## What is being asked
Copy the lines below with "indented" put in place of "pretty-printed" everywhere it occurs, changing nothing else, and leave out the pictures.

## Excerpted data

==================================================

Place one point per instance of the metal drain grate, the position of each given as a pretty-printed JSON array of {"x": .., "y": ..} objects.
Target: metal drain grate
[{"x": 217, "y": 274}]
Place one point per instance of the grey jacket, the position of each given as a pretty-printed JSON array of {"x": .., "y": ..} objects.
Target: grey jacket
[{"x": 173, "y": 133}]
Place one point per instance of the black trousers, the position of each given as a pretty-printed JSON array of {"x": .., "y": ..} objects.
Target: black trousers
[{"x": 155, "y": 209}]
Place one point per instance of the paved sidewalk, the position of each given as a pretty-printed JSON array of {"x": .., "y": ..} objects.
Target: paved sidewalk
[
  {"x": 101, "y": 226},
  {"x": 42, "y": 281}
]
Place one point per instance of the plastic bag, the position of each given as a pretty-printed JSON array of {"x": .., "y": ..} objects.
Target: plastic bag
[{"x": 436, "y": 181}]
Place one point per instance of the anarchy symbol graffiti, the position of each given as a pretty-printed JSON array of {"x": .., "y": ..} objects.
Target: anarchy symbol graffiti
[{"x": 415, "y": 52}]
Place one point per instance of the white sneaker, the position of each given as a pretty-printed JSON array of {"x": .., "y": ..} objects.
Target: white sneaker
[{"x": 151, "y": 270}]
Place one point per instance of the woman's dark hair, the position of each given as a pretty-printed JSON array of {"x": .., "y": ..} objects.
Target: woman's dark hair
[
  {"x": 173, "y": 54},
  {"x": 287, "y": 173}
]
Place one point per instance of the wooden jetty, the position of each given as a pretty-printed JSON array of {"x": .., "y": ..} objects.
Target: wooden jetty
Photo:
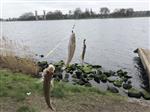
[{"x": 144, "y": 55}]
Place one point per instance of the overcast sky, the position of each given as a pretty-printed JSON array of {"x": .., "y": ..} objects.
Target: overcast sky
[{"x": 14, "y": 8}]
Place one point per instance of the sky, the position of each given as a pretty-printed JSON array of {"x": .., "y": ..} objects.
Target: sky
[{"x": 14, "y": 8}]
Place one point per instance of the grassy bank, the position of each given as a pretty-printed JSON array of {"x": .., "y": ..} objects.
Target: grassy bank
[{"x": 22, "y": 93}]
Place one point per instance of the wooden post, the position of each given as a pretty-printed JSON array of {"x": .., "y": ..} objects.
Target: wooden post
[{"x": 144, "y": 55}]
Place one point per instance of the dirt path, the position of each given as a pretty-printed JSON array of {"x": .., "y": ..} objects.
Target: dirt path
[{"x": 95, "y": 103}]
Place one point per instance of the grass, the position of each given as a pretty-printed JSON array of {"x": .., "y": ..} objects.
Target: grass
[
  {"x": 17, "y": 85},
  {"x": 10, "y": 53},
  {"x": 66, "y": 97}
]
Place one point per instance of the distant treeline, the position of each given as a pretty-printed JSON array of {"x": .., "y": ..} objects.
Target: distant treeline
[{"x": 79, "y": 14}]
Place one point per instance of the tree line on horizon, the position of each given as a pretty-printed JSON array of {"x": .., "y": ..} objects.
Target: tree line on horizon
[{"x": 104, "y": 12}]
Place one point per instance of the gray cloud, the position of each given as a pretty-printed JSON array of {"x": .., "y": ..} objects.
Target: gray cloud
[{"x": 14, "y": 8}]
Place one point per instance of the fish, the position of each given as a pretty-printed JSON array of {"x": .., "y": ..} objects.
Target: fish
[
  {"x": 83, "y": 51},
  {"x": 71, "y": 48},
  {"x": 48, "y": 75}
]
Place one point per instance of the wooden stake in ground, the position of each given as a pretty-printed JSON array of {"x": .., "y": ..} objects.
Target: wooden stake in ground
[
  {"x": 83, "y": 51},
  {"x": 71, "y": 48},
  {"x": 48, "y": 74}
]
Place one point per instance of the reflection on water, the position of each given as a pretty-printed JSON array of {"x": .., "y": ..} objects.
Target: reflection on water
[{"x": 110, "y": 42}]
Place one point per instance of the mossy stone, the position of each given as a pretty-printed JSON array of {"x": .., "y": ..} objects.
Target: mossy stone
[
  {"x": 134, "y": 93},
  {"x": 127, "y": 86},
  {"x": 118, "y": 83},
  {"x": 103, "y": 78},
  {"x": 146, "y": 95}
]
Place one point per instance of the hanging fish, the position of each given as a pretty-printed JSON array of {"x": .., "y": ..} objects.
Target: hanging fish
[
  {"x": 71, "y": 48},
  {"x": 83, "y": 52},
  {"x": 48, "y": 74}
]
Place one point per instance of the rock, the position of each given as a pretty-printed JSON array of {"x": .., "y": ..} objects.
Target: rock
[
  {"x": 59, "y": 64},
  {"x": 107, "y": 74},
  {"x": 124, "y": 79},
  {"x": 80, "y": 82},
  {"x": 127, "y": 86},
  {"x": 145, "y": 95},
  {"x": 127, "y": 76},
  {"x": 78, "y": 74},
  {"x": 42, "y": 56},
  {"x": 120, "y": 73},
  {"x": 90, "y": 76},
  {"x": 112, "y": 79},
  {"x": 71, "y": 67},
  {"x": 87, "y": 69},
  {"x": 134, "y": 93},
  {"x": 112, "y": 89},
  {"x": 97, "y": 78},
  {"x": 74, "y": 76},
  {"x": 99, "y": 72},
  {"x": 43, "y": 65},
  {"x": 66, "y": 76},
  {"x": 96, "y": 66},
  {"x": 103, "y": 78},
  {"x": 118, "y": 83},
  {"x": 88, "y": 84}
]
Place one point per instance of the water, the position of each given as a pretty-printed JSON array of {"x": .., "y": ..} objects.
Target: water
[{"x": 110, "y": 42}]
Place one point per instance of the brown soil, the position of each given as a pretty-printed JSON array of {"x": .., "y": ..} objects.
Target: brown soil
[{"x": 77, "y": 103}]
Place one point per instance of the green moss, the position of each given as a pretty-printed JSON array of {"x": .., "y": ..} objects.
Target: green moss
[
  {"x": 16, "y": 85},
  {"x": 26, "y": 109},
  {"x": 146, "y": 95},
  {"x": 118, "y": 83},
  {"x": 134, "y": 93}
]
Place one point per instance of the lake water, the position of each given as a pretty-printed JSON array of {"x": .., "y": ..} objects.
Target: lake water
[{"x": 110, "y": 42}]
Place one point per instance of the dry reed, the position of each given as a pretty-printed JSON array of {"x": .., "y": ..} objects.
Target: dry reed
[{"x": 17, "y": 57}]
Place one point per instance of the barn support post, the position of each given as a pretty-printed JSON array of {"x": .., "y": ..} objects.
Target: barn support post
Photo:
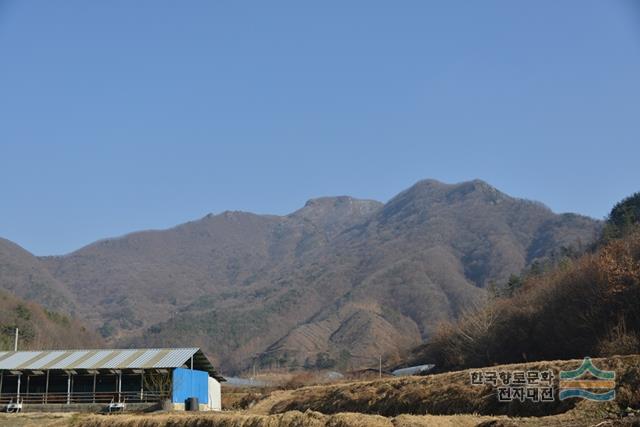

==================================================

## Final result
Place one point per instance of the metal drain grate, the position of each given as a indented JSON array of {"x": .., "y": ..} objects.
Target: metal drain grate
[{"x": 217, "y": 274}]
Place one point per instance of the grey jacket, the position of each given as a indented JSON array of {"x": .., "y": ..} objects.
Target: grey jacket
[{"x": 173, "y": 133}]
Place one point per instance of the black trousers, the position of each given as a indented JSON array of {"x": .., "y": ..} objects.
Target: black trousers
[{"x": 155, "y": 209}]
Place one point per instance of the paved sidewalk, the position of each given as a indented JSON array of {"x": .., "y": ..} objects.
Target: paved sidewalk
[
  {"x": 101, "y": 226},
  {"x": 42, "y": 281}
]
Place one point per instance of the plastic bag, the position of each given as a indented JSON array of {"x": .., "y": ..} objects.
Target: plastic bag
[{"x": 436, "y": 181}]
Place one point per instance of the anarchy symbol graffiti, the position of each given as a indented JSON array of {"x": .., "y": ..} objects.
Target: anarchy symbol graffiti
[{"x": 415, "y": 52}]
Place one point per instance of the white sneaker, the position of each given as a indented JSON array of {"x": .., "y": ..} objects.
Target: white sneaker
[{"x": 151, "y": 270}]
Place one point per instance of the woman's dark hair, the position of each given as a indented JSON array of {"x": .., "y": ..} objects.
Target: woman's dark hair
[
  {"x": 173, "y": 54},
  {"x": 287, "y": 173}
]
Place one point per instance of the wooden jetty, the position of each given as a indented JSON array of {"x": .., "y": ..} objects.
Target: wooden jetty
Photo:
[{"x": 144, "y": 55}]
Place one point per instance of the overcast sky, the position of each given as a indented JSON array of {"x": .., "y": ..} objects.
Target: overcast sky
[{"x": 14, "y": 8}]
Place one point per instance of the sky, the position of each given as a indented JSON array of {"x": .., "y": ..} objects.
Target: sky
[{"x": 14, "y": 8}]
Place one point per instance of the grassy bank, the position of each given as a indented JSON array of {"x": .., "y": ..} objects.
Target: grassy bank
[{"x": 22, "y": 93}]
Place one point per instance of the wooden post, the position of each given as a indented JSON array of {"x": .., "y": ..} objects.
Target: wooden post
[{"x": 144, "y": 55}]
Place one point per instance of the dirt path, the position of each given as a indented JSON array of {"x": .., "y": ..} objects.
Target: dirt path
[{"x": 95, "y": 103}]
Place one point per instance of the grass, the position of each given as a indented JSON array of {"x": .., "y": ..} objects.
Target: grass
[
  {"x": 17, "y": 85},
  {"x": 10, "y": 53},
  {"x": 66, "y": 97}
]
Place one point per instance of the distant treeline, the position of each given as a indented JSON array of {"x": .., "y": ..} objects.
Target: distant treeline
[{"x": 79, "y": 14}]
Place one point per instance of the tree line on horizon, the position of each given as a indented JSON array of {"x": .., "y": ..} objects.
Target: tree line on horizon
[{"x": 104, "y": 12}]
Place one point per instance of the gray cloud, the position of each given as a indented JSON array of {"x": .., "y": ..} objects.
Target: gray cloud
[{"x": 14, "y": 8}]
Place one point per instance of the fish, the position of each given as a indented JSON array of {"x": .., "y": ..} objects.
Target: fish
[
  {"x": 83, "y": 51},
  {"x": 71, "y": 48},
  {"x": 48, "y": 75}
]
Place one point per instance of the wooden stake in ground, the position of each given as a indented JSON array of {"x": .., "y": ..} objects.
Target: wooden stake in ground
[
  {"x": 83, "y": 51},
  {"x": 71, "y": 48},
  {"x": 48, "y": 74}
]
Place one point per instance of the reflection on water, the position of each given as a indented JSON array of {"x": .., "y": ..} objects.
Target: reflection on water
[{"x": 110, "y": 42}]
Place one point per instance of the mossy stone, the position of each given as a indented JSON array of {"x": .., "y": ..} objects.
Target: mossy stone
[
  {"x": 134, "y": 93},
  {"x": 127, "y": 86},
  {"x": 118, "y": 83},
  {"x": 103, "y": 78},
  {"x": 146, "y": 95}
]
Place one point per instance of the hanging fish, the position of each given as a indented JSON array of {"x": .., "y": ..} objects.
Target: hanging fish
[
  {"x": 71, "y": 48},
  {"x": 83, "y": 52},
  {"x": 48, "y": 74}
]
Place one point per instance of the rock, the position of each given as a indented JSON array of {"x": .., "y": ..} objects.
Target: rock
[
  {"x": 59, "y": 64},
  {"x": 107, "y": 74},
  {"x": 124, "y": 79},
  {"x": 80, "y": 82},
  {"x": 127, "y": 86},
  {"x": 145, "y": 95},
  {"x": 127, "y": 76},
  {"x": 78, "y": 74},
  {"x": 42, "y": 56},
  {"x": 120, "y": 73},
  {"x": 90, "y": 76},
  {"x": 112, "y": 79},
  {"x": 71, "y": 67},
  {"x": 87, "y": 69},
  {"x": 134, "y": 93},
  {"x": 112, "y": 89},
  {"x": 97, "y": 78},
  {"x": 74, "y": 76},
  {"x": 99, "y": 72},
  {"x": 43, "y": 65},
  {"x": 66, "y": 76},
  {"x": 96, "y": 66},
  {"x": 103, "y": 78},
  {"x": 118, "y": 83},
  {"x": 88, "y": 84}
]
Place one point per instance of the water, the position of each given as a indented JSON array of {"x": .., "y": ..} objects.
Target: water
[{"x": 110, "y": 42}]
Place one point per instance of the brown soil, the position of each given as a indented JSON array of {"x": .., "y": ..} objects.
Target: brown soil
[{"x": 77, "y": 103}]
Place one point per instance of the green moss, the position of each given as a indented JSON array of {"x": .., "y": ..} objects.
Target: green moss
[
  {"x": 16, "y": 85},
  {"x": 26, "y": 109},
  {"x": 146, "y": 95},
  {"x": 118, "y": 83},
  {"x": 134, "y": 93}
]
Place one point per instance of the lake water, the position of each given as a indented JSON array of {"x": .., "y": ..} objects.
Target: lake water
[{"x": 110, "y": 42}]
Place one point per instance of the dry reed, the position of each given as a indented JSON array of {"x": .., "y": ..} objects.
Target: dry reed
[{"x": 17, "y": 57}]
Place one point per instance of the barn support post, the position of each given as a indented JSON array of {"x": .., "y": ..} objects.
Target: barn support post
Photo:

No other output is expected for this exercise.